**TAREFAS E EXERCÍCIOS**
1. Traduza para o inglês esta frase do texto sobre a internação psiquiátrica: "A área externa possui um pátio central extenso, com bancos de cimento e mesas e cadeiras plásticas."
2. Prossiga com o texto sobre a internação psiquiátrica a partir da última frase apresentada.

**TRECHO DO DOCUMENTO**
= = = = = = =

A estrutura física da instituição é composta por duas enfermarias para internação que possuem 100 leitos distribuídos em 50 na ala feminina e 50 na ala masculina e em cada ala existem cerca de 10 quartos compostos por cinco ou seis leitos. Além dos quartos, cada ala conta com um pátio interno central, com bancos de cimento que possibilitam a oportunidade de acesso ao sol. A área externa possui um pátio central extenso, com bancos de cimento e mesas e cadeiras plásticas.

As patologias que acometem os usuários da instituição incluem transtornos mentais graves agudos tais como: transtornos do humor; esquizofrenias; transtornos mentais orgânicos (Human Immunodeficiency Virus: - HIV/ sífilis); transtornos de personalidade; transtornos esquizotípicos; retardos mentais; transtornos dissociativos; transtornos mentais e de comportamento, decorrentes do uso de substâncias, entre outros.

Resultados e Discussão

As dificuldades impostas pelas especificidades dos pacientes internados

A carga psíquica da Enfermagem é intensificada na internação psiquiátrica por esta acolher pacientes na fase aguda da doença, exigindo do profissional permanente estado de alerta e a capacidade de lidar com a imprevisibilidade dos quadros clínicos diversos, inclusive, pela necessidade de intervir nos episódios de agitação psicomotora dos pacientes e devido aos riscos de auto e heteroagressividade (Souza et al., 2015).

= = = = = = =

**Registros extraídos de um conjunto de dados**
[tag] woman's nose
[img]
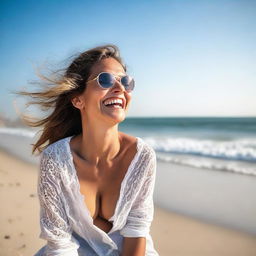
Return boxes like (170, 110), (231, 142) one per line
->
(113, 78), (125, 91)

= = = = = = =

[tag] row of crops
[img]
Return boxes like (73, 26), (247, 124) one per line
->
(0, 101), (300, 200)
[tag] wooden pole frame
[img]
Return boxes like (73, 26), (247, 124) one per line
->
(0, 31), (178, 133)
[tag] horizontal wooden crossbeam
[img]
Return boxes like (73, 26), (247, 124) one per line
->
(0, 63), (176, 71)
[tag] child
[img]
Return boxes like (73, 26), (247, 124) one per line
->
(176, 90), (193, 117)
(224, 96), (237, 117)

= = = = = = =

**RESPOSTAS DOS EXERCÍCIOS**
1. The outdoor area has a large central courtyard, with cement benches and plastic tables and chairs.

2.
Em relação à COVID-19, as peculiaridades do paciente psiquiátrico impõem outros múltiplos desafios para a equipe de Enfermagem, pois além da preocupação com as questões de higiene e restrição de contato; pessoas idosas; pessoas com comorbidades como cardiopatias; diabetes e doenças pulmonares, parecem mais suscetíveis ao desenvolvimento da forma grave da doença, estando estes fatores também presentes no cotidiano do cuidado (OMS, 2020).

Observa-se que, devido ao comprometimento do seu estado mental, o autocuidado inadequado pode tornar os pacientes incapazes de praticar medidas de controle para se proteger da pandemia.

Além disso, o estilo de vida de paciente hospitalizados com distúrbios psiquiátricos importantes, associado às doenças mentais e efeitos colaterais dos psicofármacos pode torná-los mais vulneráveis à pneumonia por COVID-19 e a suas complicações (Xiang et al., 2020).

Pesquisa realizada em hospital psiquiátrico do Rio de Janeiro, entre os anos de 2010 - 2012, comprovou que aproximadamente metade dos pacientes internados apresentavam diagnóstico clínico e /ou problemas de saúde relacionados a agravos físicos, o que aumenta a demanda de cuidados de Enfermagem para clientela (Ferreira, Silva, Teixeira, & Monteiro, 2020).

A literatura sinaliza que pessoas com agravos psíquicos apresentam mortalidade precoce, quando comparadas com pessoas do mesmo sexo e idade, na população em geral (Mogadouro, Cordeiro, Zung, & Vallada, 2009; Sampaio & Caetano, 2006). Dentre as causas, se destacam as doenças cardiovasculares (Bruckner, Yoon, & Gonzales, 2017; Mogadouro et al., 2009); estilo de vida e efeitos adversos dos medicamentos utilizados pelos pacientes que podem estar associados à maior mortalidade proporcional por afecções endócrinas, nutricionais e metabólicas (Szmulewicz, Angriman, Pedroso, Vazquez, & Martino, 2017).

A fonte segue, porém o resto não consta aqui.